= Beginning of Section =

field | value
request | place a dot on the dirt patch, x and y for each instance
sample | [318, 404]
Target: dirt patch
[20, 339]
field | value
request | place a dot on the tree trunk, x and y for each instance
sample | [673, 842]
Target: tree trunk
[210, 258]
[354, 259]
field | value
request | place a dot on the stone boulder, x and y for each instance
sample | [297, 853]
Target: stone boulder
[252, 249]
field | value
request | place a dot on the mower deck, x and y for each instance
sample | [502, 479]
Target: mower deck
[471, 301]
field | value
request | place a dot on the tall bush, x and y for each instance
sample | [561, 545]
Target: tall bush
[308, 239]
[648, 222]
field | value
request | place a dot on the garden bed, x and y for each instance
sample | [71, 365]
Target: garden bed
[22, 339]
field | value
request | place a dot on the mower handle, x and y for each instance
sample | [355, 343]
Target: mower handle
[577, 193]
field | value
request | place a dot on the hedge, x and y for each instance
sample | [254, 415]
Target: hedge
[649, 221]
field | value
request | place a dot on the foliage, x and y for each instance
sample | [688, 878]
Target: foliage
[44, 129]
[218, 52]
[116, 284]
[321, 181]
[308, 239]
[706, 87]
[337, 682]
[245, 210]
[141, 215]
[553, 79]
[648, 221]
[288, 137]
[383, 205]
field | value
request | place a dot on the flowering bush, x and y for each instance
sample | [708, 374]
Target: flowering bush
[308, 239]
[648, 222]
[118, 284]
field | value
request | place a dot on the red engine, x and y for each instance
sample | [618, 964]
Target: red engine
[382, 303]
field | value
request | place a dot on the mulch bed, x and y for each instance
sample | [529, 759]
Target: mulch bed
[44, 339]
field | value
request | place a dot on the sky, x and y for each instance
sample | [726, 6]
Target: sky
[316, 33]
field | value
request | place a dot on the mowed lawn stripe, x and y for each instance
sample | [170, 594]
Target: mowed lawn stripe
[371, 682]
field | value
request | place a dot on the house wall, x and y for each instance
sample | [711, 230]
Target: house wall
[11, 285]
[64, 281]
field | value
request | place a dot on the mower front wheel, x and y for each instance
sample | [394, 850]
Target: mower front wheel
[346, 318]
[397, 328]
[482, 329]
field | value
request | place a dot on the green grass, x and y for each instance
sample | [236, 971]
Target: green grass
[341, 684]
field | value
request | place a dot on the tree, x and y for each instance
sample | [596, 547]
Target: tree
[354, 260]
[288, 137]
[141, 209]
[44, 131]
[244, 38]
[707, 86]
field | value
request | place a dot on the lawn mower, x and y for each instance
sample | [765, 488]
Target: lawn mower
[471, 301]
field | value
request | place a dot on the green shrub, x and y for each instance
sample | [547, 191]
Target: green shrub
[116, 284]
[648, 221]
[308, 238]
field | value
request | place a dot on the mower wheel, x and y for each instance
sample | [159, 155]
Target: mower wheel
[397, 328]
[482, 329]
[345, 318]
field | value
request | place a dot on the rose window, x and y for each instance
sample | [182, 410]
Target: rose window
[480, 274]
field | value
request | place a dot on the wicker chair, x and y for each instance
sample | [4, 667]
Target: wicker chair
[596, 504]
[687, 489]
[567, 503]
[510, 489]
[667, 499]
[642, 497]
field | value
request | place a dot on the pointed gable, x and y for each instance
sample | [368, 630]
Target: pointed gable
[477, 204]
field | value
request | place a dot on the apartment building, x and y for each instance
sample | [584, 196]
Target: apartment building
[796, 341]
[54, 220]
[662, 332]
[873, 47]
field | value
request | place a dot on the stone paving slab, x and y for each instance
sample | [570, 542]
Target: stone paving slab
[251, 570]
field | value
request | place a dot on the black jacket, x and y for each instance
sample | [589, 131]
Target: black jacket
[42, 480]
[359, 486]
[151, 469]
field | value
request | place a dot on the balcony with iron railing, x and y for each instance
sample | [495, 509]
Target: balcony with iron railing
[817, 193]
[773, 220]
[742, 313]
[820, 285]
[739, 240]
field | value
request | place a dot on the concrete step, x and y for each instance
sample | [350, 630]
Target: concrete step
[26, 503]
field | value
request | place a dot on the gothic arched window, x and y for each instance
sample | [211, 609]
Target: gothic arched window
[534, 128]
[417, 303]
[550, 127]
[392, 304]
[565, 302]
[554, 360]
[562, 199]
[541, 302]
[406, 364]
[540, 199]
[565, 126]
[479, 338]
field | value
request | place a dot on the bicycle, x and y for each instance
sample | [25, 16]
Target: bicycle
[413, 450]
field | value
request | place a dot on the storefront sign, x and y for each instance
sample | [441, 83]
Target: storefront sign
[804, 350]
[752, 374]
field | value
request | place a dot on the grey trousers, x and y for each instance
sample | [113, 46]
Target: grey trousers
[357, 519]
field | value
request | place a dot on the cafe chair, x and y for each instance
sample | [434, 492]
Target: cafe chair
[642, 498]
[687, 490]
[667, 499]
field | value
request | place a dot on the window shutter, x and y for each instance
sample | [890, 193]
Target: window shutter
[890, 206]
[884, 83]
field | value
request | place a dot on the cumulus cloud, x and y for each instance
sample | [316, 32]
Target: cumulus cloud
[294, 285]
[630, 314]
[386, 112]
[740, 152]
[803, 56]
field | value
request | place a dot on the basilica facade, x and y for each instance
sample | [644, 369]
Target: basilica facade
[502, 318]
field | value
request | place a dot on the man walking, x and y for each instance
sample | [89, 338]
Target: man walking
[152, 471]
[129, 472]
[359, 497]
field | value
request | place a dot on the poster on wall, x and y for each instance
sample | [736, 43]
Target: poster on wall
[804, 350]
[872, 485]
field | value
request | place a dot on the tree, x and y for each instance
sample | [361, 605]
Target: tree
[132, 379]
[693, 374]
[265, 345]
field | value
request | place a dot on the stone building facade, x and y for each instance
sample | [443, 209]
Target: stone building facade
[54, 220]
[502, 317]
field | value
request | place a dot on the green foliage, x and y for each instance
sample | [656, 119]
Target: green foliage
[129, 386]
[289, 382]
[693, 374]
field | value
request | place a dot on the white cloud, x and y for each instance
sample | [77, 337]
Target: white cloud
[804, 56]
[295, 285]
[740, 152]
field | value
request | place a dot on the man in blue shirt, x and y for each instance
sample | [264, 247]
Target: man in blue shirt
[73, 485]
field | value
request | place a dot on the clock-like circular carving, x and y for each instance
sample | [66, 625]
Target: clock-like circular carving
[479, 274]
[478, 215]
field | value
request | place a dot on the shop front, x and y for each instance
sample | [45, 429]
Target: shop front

= End of Section =

Task to carry out: For each line above that carries the word "shop", copy it out.

Exercise response:
request | place a dot on the shop front, x and y for each instance
Target: shop front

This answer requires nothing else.